TEXT BLOCK -
++++++++++

# Southeaster PA Out of Calcium,



## Dooleypyne (Jan 25, 2012)

Is anyone else having trouble finding a calcium supplier at the moment? Everywhere seems to be out and every other company in our area is out. We usually order 20-30 pallets per delivery. If anyone has a supplier let me know!


----------



## MatthewG (Jun 16, 2009)

You can thank the mechanical failure on a cargo ship for the non existence supply, at least that's the letter I got from the one supplier, just use a blend, customers don't know the difference


----------



## Dooleypyne (Jan 25, 2012)

What blend are you using and where are you getting it from?


----------



## MatthewG (Jun 16, 2009)

Just generic magic salt, there is a local supplier of palatalized salt, Northeast Chemical in Lansford PA, too far for you problably


----------



## kthunter33 (Mar 1, 2010)

4-winds Concrete in Hellertown, PA has Calcium. I just picked up 25 bags from them a few days ago and they have a stock pile of pallets. The stuff is tetra calcium flake. Works really well but is real dusty.... Phone # is 484-241-5579. Hope this helps!!


----------



## Dooleypyne (Jan 25, 2012)

We finally got a couple of truckloads in so we r in good shape at the moment. Thumbs Up


----------

++++++++++

WRITTEN TASK -
Reproduce word for word the stretch of the calcium shortage thread that opens with the words containing "Is anyone else" and closes with "let me know!".

DATA PROVIDED -
++++++++++

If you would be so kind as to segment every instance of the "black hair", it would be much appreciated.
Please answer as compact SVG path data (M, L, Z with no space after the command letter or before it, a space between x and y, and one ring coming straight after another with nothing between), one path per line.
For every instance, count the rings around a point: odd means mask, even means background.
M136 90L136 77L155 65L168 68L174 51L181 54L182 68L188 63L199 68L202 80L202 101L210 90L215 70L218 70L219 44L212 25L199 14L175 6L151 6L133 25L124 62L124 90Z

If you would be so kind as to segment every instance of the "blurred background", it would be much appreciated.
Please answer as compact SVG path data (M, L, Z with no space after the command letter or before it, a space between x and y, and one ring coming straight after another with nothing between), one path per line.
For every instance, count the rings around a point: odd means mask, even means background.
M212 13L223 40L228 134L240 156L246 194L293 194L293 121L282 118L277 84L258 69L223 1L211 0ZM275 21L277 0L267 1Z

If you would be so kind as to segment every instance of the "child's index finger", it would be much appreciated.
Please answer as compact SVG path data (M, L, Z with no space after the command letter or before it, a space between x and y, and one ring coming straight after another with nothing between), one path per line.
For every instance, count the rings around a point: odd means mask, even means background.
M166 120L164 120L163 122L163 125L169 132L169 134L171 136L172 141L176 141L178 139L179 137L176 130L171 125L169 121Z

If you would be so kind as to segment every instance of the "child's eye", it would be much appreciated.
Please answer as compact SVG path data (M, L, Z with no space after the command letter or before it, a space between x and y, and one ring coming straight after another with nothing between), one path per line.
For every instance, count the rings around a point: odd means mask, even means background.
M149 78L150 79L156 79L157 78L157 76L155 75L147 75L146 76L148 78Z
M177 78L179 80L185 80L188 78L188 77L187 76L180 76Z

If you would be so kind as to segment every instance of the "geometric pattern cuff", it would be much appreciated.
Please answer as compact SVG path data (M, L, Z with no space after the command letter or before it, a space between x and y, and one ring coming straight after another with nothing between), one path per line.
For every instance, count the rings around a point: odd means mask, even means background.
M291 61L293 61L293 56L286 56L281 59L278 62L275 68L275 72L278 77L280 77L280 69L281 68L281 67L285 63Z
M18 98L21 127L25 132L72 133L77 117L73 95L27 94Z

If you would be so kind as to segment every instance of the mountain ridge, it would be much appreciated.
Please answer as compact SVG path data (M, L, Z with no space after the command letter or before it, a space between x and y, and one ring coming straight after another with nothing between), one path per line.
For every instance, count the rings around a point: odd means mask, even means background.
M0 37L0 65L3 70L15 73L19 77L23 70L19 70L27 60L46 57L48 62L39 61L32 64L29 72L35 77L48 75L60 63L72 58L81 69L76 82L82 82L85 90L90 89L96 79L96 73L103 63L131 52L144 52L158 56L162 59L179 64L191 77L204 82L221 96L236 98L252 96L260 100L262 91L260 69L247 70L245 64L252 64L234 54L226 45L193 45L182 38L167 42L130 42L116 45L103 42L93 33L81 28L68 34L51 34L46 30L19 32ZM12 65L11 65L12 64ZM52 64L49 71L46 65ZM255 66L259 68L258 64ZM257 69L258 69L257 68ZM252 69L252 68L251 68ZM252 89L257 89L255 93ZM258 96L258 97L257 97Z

++++++++++

PROBLEM SOLUTION -
Is anyone else having trouble finding a calcium supplier at the moment? Everywhere seems to be out and every other company in our area is out. We usually order 20-30 pallets per delivery. If anyone has a supplier let me know!